- [Instructions for the task]:
Scan the data below. Pull out each line where "sundew" occurs.

- [Listed entries]:
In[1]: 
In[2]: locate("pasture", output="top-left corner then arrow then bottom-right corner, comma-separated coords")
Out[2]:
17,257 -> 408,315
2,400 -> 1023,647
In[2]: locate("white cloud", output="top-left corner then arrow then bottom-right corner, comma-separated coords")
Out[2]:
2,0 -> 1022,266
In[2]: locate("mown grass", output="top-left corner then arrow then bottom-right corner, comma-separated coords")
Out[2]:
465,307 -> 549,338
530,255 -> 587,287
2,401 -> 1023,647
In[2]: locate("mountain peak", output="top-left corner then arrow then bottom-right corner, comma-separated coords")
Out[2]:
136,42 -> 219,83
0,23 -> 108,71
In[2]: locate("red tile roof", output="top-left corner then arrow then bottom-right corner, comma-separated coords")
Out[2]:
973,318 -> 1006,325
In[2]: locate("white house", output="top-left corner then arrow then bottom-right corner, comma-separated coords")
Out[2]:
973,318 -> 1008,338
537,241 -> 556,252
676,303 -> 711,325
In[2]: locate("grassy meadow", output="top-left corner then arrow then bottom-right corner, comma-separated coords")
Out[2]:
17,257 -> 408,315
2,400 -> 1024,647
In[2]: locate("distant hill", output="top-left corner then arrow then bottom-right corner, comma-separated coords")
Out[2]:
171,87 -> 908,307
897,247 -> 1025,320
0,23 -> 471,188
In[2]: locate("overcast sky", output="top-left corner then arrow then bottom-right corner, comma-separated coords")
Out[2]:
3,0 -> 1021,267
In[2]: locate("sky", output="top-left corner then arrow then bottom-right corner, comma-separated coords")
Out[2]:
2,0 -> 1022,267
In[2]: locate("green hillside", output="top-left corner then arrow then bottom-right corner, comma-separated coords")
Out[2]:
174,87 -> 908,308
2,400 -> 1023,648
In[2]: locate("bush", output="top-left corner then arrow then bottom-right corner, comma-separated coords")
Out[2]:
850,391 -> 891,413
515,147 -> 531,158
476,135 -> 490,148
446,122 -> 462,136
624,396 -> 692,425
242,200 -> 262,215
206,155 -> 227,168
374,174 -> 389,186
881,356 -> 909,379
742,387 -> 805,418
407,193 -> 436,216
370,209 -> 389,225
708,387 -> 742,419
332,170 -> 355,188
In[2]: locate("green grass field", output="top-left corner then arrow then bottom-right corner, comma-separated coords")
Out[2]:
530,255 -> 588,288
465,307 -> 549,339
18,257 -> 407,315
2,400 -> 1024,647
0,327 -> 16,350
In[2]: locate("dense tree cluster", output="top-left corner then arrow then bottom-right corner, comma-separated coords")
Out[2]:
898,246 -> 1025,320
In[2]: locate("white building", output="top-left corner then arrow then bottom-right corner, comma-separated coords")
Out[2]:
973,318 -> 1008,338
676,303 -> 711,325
* * *
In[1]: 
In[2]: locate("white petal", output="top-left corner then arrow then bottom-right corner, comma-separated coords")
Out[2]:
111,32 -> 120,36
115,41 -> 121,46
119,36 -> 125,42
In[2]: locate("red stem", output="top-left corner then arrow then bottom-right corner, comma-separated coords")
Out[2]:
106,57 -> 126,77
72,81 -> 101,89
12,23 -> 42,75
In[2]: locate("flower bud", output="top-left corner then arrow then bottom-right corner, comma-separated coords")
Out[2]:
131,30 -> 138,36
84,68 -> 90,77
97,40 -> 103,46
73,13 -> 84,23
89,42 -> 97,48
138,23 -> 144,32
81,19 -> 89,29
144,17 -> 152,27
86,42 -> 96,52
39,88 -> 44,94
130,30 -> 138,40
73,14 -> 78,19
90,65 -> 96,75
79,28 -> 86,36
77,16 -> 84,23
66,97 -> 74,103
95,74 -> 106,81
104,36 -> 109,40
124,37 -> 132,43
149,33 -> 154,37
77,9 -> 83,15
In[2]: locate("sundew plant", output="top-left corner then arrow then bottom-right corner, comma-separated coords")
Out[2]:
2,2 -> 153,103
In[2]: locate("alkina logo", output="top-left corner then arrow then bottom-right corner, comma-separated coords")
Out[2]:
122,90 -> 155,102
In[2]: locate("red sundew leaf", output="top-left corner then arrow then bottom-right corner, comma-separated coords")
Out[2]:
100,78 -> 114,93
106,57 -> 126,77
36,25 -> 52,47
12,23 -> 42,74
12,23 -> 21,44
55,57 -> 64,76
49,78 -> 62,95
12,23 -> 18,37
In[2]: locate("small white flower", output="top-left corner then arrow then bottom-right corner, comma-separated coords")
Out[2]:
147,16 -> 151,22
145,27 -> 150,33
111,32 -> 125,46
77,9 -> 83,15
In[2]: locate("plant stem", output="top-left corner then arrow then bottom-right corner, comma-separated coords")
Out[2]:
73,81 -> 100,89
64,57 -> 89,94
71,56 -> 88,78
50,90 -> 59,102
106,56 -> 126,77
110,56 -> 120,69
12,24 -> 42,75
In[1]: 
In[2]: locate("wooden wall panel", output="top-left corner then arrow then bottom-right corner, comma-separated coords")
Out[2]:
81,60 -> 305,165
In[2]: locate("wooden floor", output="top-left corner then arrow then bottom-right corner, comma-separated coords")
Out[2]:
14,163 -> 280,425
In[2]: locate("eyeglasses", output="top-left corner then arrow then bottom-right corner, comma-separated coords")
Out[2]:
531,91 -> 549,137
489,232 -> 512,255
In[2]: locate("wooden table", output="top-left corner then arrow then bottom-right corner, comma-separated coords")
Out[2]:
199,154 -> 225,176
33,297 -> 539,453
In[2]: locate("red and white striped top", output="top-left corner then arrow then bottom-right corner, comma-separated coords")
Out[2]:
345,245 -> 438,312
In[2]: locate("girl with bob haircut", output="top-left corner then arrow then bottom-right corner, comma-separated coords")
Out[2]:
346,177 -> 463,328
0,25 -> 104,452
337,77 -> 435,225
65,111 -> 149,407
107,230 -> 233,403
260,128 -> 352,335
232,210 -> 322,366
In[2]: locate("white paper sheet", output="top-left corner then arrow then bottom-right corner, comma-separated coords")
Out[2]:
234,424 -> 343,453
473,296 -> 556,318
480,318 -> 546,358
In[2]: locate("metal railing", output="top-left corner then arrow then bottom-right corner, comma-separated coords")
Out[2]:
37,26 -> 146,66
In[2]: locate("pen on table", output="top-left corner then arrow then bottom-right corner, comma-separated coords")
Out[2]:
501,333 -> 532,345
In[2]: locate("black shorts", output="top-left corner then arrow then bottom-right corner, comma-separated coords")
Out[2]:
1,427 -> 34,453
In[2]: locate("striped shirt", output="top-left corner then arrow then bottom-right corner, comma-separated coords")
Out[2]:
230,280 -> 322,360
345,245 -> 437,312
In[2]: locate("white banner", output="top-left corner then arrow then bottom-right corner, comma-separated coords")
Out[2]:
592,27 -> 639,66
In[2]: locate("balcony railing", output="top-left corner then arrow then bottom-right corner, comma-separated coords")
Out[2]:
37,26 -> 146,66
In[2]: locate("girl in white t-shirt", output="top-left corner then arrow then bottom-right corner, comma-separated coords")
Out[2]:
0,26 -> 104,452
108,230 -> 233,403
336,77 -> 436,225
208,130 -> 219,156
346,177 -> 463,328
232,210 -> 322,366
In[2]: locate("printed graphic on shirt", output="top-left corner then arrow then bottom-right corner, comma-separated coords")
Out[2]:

- [Exercise response]:
In[2]: locate("sundew plant", output="top-left corner then arrow then bottom-right corner, comma-separated coords")
In[2]: locate("red sundew leaf", output="top-left corner then arrow then bottom-right corner, comma-separated coords")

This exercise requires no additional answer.